• **LISTE DES TÂCHES**:
a) D'après le texte sur le logement social, pourquoi les subventions des collectivités locales anglaises ont-elles réduit la capacité de production de logements ? Répondez en une à trois phrases.
b) Selon le texte sur le logement social, à combien s'élevait l'encours de la Caisse des Dépôts et Consignations en 2017 ?
c) Dans le texte sur le logement social, réécrivez le passage qui va de "Le logement social" jusqu'à "d’euros en 2017[6]." inclus, en remplaçant "levier central" par "pilier majeur".

• **EXTRAIT DU DOCUMENT**:
※

Ce modèle s’appuie sur des prêts de longue durée consentis par la Caisse des Dépôts, sur la base du Livret A. C’est la collecte unifiée de l’épargne des Français qui assure la production de leur logement abordable, dans des conditions constantes. C’est un système unique en Europe, très stable, ce qui le fait apparaître poussiéreux dans les périodes d’euphorie et de créativité financière, mais particulièrement opportun lorsque, dans les périodes de baisse de la production privée, il joue un rôle contra-cyclique ; nos pays voisins sont, eux, beaucoup plus impactés.  Après la crise de 2008, lorsque les taux d’intérêt ont augmenté et que les banques sont devenues frileuses sur les prêts de long terme, les bailleurs sociaux anglais devaient emprunter à taux variable sur 15 ans. Pour générer des loyers supportables dans ces conditions, les collectivités locales ont dû apporter des subventions importantes, qui ont considérablement réduit la capacité de production (avec le même montant, il est possible de soutenir moins de logement, si le coût unitaire est plus élevé).
Le logement social est un levier central de l’action publique en termes de logement, mais aussi en termes de politique économie et de stratégie financière. A titre indicatif, le montant d’encours de la Caisse des Dépôts et Consignations atteignait 237 milliards d’euros en 2017[6].

– Enfin, les logements sociaux ont dû répondre au fil des décennies à plusieurs enjeux qui ont profondément induit leur forme et leur localisation actuelle. A la fin du XIXème siècle, il s’agissait de loger les salariés et de répondre à des préoccupations hygiénistes. Au début du XXème, il a fallu accueillir les mouvements migratoires internes issus de l’exode rural et ceux venus d’Italie, d’Espagne et de Pologne. Après-guerre, il fallait reconstruire, reloger et lutter contre l’habitat indigne et l’absence de logement décent. « Mes amis, au secours… Une femme vient de mourir gelée, cette nuit à 3 heures, sur le trottoir du boulevard Sébastopol, serrant sur elle le papier par lequel, avant-hier, on l’avait expulsée. Chaque nuit, ils sont plus de 2000 recroquevillés sous le gel, sans toit, sans pain, plus d’un presque nu. Devant l’horreur, les cités d’urgence, ce n’est même plus assez urgent! »[7]. Et au début des années 60,  il a fallu accueillir les 800 000 rapatriés d’Algérie. Pour faire face à cet afflux et à une crise du logement toujours plus criante, ce sont plus de 2.2 millions de logements qui seront construits dans les 197 ZUP, en 12 ans entre 1957 et 1969.

※

[Entrées d'un jeu de données de pointage]
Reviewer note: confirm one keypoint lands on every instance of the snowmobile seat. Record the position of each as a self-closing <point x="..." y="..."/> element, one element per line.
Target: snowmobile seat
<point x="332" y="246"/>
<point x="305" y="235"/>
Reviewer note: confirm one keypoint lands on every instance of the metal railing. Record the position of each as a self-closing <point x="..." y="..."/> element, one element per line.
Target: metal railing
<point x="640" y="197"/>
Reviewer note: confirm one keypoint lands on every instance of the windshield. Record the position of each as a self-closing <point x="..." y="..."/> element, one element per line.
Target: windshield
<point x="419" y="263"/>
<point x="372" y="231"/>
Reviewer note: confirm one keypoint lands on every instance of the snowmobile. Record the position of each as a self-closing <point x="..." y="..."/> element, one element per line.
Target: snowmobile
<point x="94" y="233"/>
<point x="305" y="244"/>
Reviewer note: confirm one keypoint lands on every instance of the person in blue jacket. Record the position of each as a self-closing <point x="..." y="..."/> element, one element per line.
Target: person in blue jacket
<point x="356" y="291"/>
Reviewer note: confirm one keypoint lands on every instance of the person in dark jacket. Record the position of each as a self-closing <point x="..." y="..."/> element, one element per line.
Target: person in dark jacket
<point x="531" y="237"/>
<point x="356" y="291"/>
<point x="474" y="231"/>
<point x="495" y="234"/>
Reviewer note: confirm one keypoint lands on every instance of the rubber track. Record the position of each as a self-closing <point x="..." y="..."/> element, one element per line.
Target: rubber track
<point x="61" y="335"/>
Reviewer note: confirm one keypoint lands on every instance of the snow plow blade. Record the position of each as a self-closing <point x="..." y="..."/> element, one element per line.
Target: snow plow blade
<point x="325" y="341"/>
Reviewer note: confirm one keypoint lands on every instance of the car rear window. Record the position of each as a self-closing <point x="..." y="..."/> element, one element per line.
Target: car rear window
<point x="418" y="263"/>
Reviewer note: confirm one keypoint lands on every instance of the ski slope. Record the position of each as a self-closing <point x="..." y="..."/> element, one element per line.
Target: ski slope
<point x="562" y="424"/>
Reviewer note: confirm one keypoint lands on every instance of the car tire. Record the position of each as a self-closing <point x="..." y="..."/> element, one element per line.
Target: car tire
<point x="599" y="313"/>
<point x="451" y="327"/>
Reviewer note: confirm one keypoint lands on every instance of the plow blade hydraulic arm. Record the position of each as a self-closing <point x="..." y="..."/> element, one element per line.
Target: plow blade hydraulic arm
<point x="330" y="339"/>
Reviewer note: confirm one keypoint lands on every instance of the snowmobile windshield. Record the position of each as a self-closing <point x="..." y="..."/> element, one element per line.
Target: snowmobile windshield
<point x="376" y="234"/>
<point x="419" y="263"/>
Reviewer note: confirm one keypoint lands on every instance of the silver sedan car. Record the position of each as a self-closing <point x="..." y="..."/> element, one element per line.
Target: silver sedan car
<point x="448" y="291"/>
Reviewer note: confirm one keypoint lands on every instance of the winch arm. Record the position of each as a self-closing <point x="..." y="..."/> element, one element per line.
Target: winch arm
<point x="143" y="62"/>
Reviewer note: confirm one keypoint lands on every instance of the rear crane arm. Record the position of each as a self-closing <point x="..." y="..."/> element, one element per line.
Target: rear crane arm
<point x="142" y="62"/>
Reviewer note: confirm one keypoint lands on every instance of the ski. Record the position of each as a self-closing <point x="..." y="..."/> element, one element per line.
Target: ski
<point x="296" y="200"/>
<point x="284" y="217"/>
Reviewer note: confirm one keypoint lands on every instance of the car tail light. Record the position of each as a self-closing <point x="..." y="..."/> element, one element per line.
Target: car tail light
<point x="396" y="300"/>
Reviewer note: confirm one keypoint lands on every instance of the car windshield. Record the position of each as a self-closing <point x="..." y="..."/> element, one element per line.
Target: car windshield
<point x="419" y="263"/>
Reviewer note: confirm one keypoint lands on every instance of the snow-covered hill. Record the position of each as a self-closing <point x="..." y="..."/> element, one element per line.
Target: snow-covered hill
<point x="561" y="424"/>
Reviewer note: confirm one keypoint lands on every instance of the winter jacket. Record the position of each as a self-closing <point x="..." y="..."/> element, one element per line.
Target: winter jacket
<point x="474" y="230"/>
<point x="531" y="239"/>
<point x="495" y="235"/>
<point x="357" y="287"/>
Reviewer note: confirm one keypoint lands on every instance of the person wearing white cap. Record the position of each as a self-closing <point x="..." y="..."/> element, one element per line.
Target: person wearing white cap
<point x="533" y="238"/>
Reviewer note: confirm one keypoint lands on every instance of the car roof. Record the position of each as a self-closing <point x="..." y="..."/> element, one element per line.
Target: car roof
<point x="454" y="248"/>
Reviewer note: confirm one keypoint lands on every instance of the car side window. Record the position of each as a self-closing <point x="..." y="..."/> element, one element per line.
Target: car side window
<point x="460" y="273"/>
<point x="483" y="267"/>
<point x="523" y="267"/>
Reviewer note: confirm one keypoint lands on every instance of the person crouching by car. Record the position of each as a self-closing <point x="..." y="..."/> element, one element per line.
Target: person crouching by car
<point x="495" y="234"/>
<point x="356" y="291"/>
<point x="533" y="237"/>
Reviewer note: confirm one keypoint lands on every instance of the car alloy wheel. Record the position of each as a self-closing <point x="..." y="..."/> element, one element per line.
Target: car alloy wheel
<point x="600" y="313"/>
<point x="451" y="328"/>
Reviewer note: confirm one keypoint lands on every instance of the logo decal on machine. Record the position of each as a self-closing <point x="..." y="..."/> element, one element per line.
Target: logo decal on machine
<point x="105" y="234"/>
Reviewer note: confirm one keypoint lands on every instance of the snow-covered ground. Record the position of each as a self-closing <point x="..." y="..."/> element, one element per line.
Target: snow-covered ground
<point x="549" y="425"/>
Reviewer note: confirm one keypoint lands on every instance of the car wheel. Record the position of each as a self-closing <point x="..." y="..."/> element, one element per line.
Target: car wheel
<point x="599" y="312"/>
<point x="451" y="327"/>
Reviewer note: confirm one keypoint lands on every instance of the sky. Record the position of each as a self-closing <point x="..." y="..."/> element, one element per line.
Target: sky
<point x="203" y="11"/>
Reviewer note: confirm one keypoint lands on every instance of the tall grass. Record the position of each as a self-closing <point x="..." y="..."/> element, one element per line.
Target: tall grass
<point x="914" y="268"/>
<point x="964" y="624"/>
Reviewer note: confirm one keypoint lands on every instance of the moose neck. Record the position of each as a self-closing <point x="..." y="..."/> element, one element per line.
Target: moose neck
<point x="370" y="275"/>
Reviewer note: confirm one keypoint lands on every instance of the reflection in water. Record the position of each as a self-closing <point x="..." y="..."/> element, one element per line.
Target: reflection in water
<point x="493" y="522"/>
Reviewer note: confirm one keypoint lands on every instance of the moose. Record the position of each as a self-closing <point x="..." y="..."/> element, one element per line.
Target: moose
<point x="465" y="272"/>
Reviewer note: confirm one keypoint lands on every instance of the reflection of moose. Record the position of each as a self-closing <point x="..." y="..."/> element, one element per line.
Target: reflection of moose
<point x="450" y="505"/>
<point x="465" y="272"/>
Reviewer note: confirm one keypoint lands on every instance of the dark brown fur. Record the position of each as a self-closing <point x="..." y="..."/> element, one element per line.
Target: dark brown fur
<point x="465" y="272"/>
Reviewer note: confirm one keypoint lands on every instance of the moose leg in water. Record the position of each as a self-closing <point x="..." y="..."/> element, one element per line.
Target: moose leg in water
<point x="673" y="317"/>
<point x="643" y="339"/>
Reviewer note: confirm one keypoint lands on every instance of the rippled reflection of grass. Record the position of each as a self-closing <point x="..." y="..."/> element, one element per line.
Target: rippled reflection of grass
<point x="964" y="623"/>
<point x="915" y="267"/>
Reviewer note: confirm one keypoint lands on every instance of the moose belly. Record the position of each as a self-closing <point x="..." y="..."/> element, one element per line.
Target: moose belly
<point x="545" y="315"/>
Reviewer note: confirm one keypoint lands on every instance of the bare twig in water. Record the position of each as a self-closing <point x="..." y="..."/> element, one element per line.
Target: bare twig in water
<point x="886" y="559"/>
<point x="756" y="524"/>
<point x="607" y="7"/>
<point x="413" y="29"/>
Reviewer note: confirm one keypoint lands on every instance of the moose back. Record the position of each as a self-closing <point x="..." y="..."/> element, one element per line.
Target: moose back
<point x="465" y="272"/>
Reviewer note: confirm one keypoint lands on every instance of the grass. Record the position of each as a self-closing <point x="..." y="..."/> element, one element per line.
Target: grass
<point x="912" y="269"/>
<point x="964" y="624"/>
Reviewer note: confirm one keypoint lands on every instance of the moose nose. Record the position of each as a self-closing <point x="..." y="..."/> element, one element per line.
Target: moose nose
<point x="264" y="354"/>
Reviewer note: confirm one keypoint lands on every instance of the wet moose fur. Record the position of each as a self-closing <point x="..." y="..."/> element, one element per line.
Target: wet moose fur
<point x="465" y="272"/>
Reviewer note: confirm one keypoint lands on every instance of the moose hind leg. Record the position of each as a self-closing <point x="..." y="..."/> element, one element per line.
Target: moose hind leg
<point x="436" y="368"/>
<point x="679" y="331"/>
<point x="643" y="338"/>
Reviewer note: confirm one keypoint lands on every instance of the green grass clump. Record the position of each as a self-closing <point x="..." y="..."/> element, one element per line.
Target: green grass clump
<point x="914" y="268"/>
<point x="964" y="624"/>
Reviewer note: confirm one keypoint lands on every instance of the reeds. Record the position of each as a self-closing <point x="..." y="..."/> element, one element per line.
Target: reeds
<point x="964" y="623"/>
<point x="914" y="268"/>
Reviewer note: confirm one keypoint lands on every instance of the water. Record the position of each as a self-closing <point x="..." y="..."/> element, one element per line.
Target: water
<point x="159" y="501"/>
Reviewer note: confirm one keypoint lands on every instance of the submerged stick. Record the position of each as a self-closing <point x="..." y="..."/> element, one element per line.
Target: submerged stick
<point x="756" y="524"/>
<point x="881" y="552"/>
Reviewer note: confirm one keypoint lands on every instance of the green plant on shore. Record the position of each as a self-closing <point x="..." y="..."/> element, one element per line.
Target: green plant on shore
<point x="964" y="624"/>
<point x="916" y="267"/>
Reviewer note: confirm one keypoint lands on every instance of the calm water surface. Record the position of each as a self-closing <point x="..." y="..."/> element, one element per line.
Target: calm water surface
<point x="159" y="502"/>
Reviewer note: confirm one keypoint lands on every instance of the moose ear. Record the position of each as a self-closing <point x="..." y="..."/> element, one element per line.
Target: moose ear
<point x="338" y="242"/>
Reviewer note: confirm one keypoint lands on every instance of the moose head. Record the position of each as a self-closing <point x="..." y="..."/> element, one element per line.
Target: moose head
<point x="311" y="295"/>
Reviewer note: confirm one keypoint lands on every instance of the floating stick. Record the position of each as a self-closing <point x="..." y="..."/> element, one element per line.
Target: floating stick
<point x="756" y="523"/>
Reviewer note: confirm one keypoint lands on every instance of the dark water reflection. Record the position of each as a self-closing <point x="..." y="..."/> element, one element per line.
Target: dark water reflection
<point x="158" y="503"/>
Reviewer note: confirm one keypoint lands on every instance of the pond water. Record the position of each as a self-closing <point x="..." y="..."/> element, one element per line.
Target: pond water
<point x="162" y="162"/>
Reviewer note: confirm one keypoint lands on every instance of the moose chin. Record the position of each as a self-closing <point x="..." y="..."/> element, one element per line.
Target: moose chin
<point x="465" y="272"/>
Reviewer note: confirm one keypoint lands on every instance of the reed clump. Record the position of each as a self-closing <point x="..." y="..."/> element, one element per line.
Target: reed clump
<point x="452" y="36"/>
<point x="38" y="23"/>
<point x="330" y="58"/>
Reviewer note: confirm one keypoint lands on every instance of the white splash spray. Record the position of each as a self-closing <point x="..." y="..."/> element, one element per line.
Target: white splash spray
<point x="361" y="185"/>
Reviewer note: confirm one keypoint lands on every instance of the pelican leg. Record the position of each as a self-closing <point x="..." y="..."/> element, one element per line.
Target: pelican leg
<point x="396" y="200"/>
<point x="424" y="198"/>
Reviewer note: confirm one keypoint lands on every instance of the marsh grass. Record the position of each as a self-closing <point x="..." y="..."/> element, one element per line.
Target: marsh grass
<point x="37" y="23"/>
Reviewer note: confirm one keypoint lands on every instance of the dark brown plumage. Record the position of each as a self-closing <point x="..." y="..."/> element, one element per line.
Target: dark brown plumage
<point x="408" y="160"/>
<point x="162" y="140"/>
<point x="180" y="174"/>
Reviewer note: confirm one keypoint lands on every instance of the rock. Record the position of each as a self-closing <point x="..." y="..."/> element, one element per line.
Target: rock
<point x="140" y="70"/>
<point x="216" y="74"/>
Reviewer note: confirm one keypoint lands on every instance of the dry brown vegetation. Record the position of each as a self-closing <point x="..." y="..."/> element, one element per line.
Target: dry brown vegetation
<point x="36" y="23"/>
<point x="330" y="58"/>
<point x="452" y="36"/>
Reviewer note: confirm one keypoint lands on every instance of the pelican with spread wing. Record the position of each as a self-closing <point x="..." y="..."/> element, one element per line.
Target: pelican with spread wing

※

• **RÉPONSES DANS L'ORDRE**:
a) Après la crise de 2008, les bailleurs sociaux anglais devaient emprunter à taux variable sur 15 ans. Les collectivités locales ont donc dû verser des subventions importantes pour obtenir des loyers supportables. Or, avec le même montant, on peut soutenir moins de logements quand le coût unitaire est plus élevé.

b) Il atteignait 237 milliards d'euros.

c)
Le logement social est un pilier majeur de l’action publique en termes de logement, mais aussi en termes de politique économie et de stratégie financière. A titre indicatif, le montant d’encours de la Caisse des Dépôts et Consignations atteignait 237 milliards d’euros en 2017[6].